BEGIN

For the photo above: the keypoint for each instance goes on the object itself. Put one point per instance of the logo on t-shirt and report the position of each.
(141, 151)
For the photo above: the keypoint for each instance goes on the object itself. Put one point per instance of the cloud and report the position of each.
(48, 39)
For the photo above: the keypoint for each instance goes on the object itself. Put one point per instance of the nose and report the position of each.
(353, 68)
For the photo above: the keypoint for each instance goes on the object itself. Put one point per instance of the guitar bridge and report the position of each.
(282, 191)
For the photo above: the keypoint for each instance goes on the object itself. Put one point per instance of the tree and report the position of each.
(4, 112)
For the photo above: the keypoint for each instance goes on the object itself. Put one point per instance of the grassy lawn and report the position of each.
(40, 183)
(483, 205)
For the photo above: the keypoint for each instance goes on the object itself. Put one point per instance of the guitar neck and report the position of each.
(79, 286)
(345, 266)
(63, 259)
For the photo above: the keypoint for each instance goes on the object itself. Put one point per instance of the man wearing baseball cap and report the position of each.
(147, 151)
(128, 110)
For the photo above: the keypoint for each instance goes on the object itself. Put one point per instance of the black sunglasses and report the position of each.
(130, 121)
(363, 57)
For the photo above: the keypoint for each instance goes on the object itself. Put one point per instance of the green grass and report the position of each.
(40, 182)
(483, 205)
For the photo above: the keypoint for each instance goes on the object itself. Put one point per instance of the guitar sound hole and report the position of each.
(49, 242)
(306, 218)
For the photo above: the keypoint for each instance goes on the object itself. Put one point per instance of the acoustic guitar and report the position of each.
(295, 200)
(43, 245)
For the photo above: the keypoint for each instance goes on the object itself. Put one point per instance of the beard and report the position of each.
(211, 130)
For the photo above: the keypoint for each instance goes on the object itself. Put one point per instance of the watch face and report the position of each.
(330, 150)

END

== Task details ==
Retype each of the records, word for word, with nothing added or dropped.

== Result ==
For the photo above: the keypoint for each instance goes on the object itself. Put one point per instance of the logo on t-shirt and report the position of each.
(141, 151)
For the photo above: the keypoint for each instance goes on the object itself. Put one point per instance of the cloud and report the position of each.
(48, 39)
For the photo above: the keypoint for each instance goes on the object itself. Put one point per instance of the nose and report the position of each.
(353, 68)
For the photo above: the keypoint for each instance goes on the object itself. Put one point per instance of the guitar bridge and report the position of each.
(282, 191)
For the photo above: the keypoint for each instance goes on the object itself. Put one point per instance of the tree and report the position of each.
(4, 112)
For the photo above: the keypoint for each instance goes on the object itself. Put one point per instance of the grassy lawn and report the position of each.
(40, 183)
(483, 205)
For the photo above: the keypoint for each instance goes on the object itself. Put one point per instance of the guitar neck and report the position of each.
(79, 286)
(345, 266)
(63, 259)
For the photo above: the keypoint for each instance goes on the object itself. Put one point per instance of the man wearing baseball cap and report the position of each.
(147, 151)
(128, 110)
For the photo above: the keypoint for each instance goes on the object itself. Put one point per instance of the black sunglasses and report the position of each.
(130, 121)
(363, 57)
For the photo above: the keypoint for each instance goes on the object itself. Put one point per instance of the green grass and report the position of each.
(40, 182)
(483, 205)
For the photo above: the keypoint for each instance goes on the object itself. Put one point per instance of the guitar sound hole and report the position of each.
(49, 242)
(306, 218)
For the photo above: the keypoint for each instance goes on the object itself. Put one point per instance of the acoustic guitar and report the position of each.
(295, 200)
(43, 245)
For the photo above: the keypoint for each instance goes on the object itself. Put one point per instance of the beard and report the position of each.
(211, 130)
For the photo above: the keypoint for each instance goes on the object itself. Put one point per instance of the watch face and report the position of each.
(330, 150)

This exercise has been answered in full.